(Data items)
___
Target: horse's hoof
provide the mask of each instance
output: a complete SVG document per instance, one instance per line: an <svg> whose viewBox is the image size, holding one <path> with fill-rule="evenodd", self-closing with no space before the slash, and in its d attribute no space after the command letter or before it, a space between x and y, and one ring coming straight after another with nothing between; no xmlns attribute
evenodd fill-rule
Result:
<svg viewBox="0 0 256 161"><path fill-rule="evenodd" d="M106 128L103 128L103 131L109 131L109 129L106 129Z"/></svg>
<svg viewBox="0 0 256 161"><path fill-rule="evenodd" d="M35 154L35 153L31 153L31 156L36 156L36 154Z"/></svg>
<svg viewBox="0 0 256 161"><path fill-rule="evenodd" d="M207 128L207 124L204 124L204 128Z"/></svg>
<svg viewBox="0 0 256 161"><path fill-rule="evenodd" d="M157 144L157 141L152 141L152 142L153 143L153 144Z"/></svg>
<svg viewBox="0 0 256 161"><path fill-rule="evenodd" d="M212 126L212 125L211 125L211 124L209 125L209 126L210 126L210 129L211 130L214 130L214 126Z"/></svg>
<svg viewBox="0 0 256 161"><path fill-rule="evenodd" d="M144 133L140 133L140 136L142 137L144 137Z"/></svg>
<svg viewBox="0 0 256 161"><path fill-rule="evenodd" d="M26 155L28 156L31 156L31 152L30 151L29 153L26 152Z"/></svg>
___
Count the lines in the items above that contain the word "instance". Reply with the number alone.

WRITTEN ANSWER
2